╭─ TEXT UNDER STUDY

Salve for Souls

Tuesday, February 24, 2015


 In a car with no heater, I shivered all the way to the hospital that cold January day.  But I was also trembling with fear.  Suspicious lumps had been discovered and I was scheduled for tests that would determine if they were malignant.

If you let me have my life, God . . . I bargained

God did let me have my life, as the lumps were benign.  However, being confronted with my own mortality made me yearn to know more about immortality—and heaven.  Does the Bible paint a picture of heaven that I can understand?  I believe it does.  For me, it paints a picture of home.

"A happy family is but an earlier heaven," said the late Sir John Bowring.

Warm memories of growing up in a secure Victorian home with my mother, grandparents and aunt, help me to appreciate Sir Bowring's words.  Even though my family members were not believers, they treated me with great kindness.

Recently, my eighty-year-old mother and I cracked open an old family photo album, to recall those bygone days.  Most of the black and white photos were taken in that elegant home, which my grandfather had restored from ruin. 

In rural Staten Island, New York, it was sheltered by trees and across the street from peaceful woods.  With a grand stairway, polished hardwood floors, spacious rooms with beamed ceilings and crackling fireplaces, the house was like a mansion to me.

But when my grandparents died and the house was sold, the door to that "mansion" forever closed. The sorrow these losses etched into my heart makes me grateful for the promise of a heavenly home—beyond the reach of death or time.

"In my Father's house are many mansions" Jesus assures his disciples and all who believe (John 14:2, KJV).  "I go to prepare a place for you."

Although my finite mind could never capture the wonders of such a place, my family photo album offers hints. My mother pointed out an old snapshot.  It showed me at two years of age, beneath the boughs of our family's majestic Christmas tree.  Just as he did every year, my grandfather had purchased the large spruce, then set it up beside our grand stairway.  Antique ornaments would shimmer while the fragrance of evergreen mingled with home-cooked food wafted through our home.  I looked overjoyed among toys that my folks had lovingly chosen. 

Only after my grandparents were departed, did I realize how blessed I was to have experienced such personalized attention.  But God lavishes His personal love on each Christian--as if there were no other.  Every one is "the apple of his eye" (Deuteronomy 32:10, NIV).  That is but one reason why I believe our mansions will be tailor made.

╰─

▶ [AIM OF THE EXERCISE]:
Continue the essay on heaven as home, starting right after its final sentence. The rows that come next are separate material and are not part of the essay on heaven as home.

╭─ DATA FOR REVIEW

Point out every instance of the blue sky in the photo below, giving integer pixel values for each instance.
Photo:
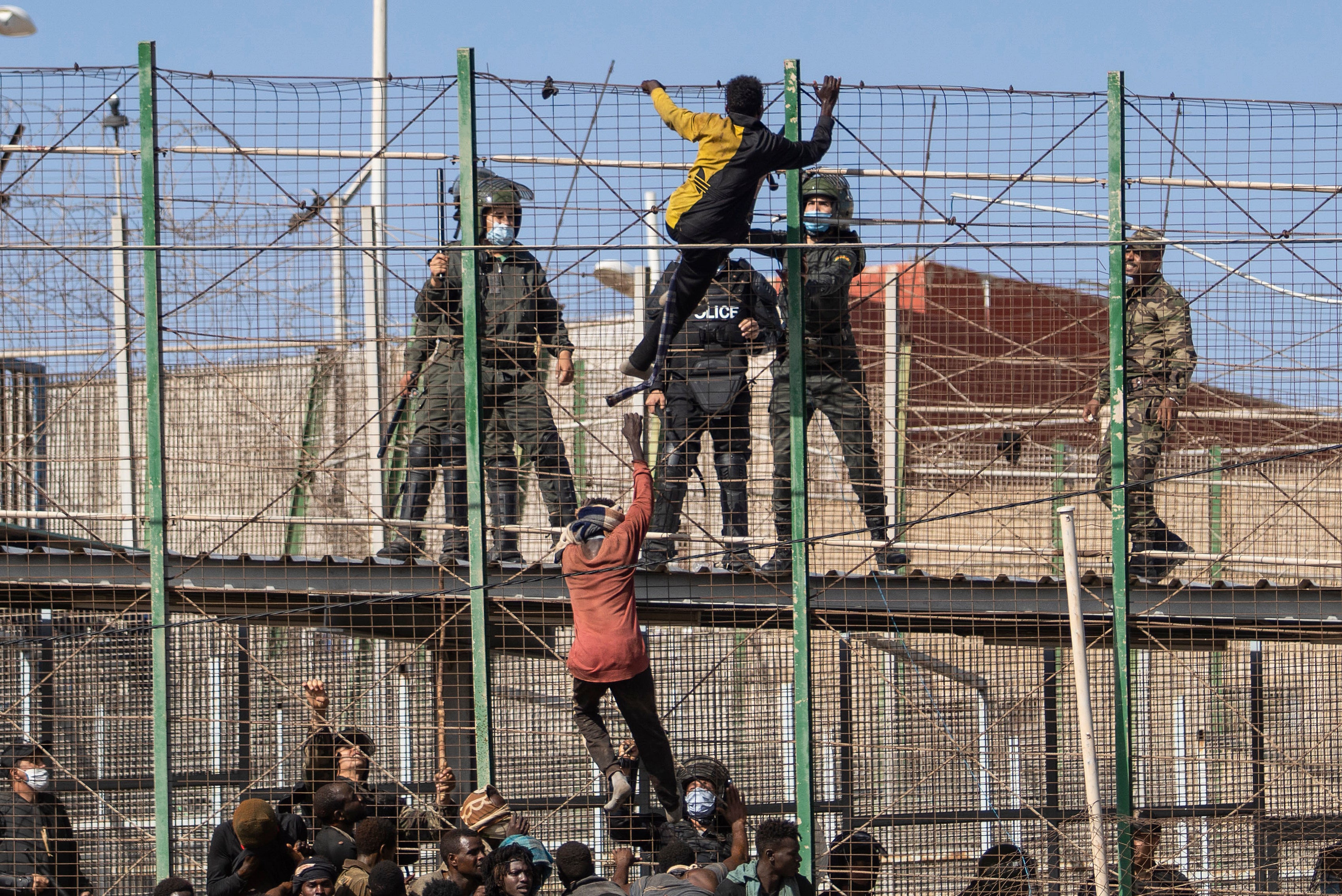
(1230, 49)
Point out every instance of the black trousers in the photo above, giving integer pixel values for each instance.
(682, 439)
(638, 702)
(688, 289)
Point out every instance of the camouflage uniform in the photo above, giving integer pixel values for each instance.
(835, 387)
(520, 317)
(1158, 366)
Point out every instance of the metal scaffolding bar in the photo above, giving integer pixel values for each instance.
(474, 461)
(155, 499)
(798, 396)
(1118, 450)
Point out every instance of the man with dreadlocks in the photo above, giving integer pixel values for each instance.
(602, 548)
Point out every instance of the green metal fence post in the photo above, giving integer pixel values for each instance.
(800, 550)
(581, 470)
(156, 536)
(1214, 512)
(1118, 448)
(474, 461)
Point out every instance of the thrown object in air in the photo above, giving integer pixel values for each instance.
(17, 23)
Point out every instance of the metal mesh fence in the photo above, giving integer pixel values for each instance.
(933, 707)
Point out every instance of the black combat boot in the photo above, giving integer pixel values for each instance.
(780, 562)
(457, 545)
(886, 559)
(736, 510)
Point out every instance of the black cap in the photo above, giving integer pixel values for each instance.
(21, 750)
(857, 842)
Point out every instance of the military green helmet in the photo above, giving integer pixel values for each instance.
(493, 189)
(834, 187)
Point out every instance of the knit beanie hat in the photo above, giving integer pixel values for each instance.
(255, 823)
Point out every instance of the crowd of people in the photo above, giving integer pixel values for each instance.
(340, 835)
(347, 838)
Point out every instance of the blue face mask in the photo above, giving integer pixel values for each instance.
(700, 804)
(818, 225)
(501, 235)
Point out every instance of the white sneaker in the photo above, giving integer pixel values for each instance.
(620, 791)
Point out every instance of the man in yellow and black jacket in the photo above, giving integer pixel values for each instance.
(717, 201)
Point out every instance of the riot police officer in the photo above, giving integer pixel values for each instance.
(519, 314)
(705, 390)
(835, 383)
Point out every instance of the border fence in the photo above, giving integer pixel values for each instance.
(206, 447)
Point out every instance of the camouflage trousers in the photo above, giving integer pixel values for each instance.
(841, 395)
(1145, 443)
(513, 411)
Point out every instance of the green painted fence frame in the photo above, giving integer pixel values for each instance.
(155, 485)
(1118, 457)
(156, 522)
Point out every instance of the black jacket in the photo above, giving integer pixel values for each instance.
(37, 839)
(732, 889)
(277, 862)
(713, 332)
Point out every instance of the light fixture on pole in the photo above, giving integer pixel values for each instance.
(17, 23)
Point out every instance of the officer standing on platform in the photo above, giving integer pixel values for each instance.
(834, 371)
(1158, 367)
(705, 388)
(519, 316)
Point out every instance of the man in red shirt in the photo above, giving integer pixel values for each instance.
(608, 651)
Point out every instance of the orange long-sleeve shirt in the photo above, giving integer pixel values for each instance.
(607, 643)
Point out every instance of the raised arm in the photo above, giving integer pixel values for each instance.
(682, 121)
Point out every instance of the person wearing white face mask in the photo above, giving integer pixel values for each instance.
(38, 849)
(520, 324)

╰─

▶ [RESPONSE BOX]:
"I go to prepare a place for you" (emphasis mine) Jesus reassures His own in John 14:2. Those words tell us that heaven's mansions aren't cookie-cutter sprawl.  He, who created humanity in such a beautiful tapestry of sizes, shapes and colors, has to enjoy variety.  Our Creator, who worked as a carpenter, must be preparing mansions as unique as our DNA—each according to a personalized blueprint.  Because Jesus cares about our every heartache, individual touches might involve situations and desires that earth left unfulfilled. 

What disappointments have we suffered?  What prayers have gone unanswered?  In heaven's glittering mansions, I believe we will find the fulfillment of lost dreams and desires.  We will also find earth's heartaches understood in heaven's light.

My grandparents might have spent a month preparing the Christmas gifts.  Compare this to the 2000 years Jesus has so far spent preparing our heavenly homes.  Imagine the wonderful surprises He is tenderly tucking away in heaven's mansions.  "More than all we ask or imagine" (Ephesians 3:20, NIV) awaits God's dear children.

Another picture my mother pointed out was taken in my grandparents’ dining room, during the 1940's.  Beneath the beamed ceiling and crystal chandelier, the Chippendale, "claw foot" table was spread with silver platters of sumptuous food.  The juicy roast beef, buttery vegetables and fresh bread were for a wedding reception, held in the home.  Surrounding the table, were the happy bride and groom, along with other family members.  All wore the glamorous styles of the day—women in dresses of silk, satin and velvet, men in military uniforms or tweed suits.

Looking at that picture, I could almost smell the food.  The laughter of my loved ones seemed to echo down the corridors of time.  And God will not let that laughter forever fade away.  I look forward to joining my heavenly family of believers, at the "wedding supper" of heaven's King (see Revelation 19:9).  Even now, I get a preview of this great day by gathering with fellow Christians for communion.

I was reminded of this by yet another picture in the old album.  Also at the wedding reception, my entire family had assembled in the massive entrance hall.  Almost everyone I knew and loved still smiles at me from that photo.  Without any of those dear ones, the picture would have been incomplete.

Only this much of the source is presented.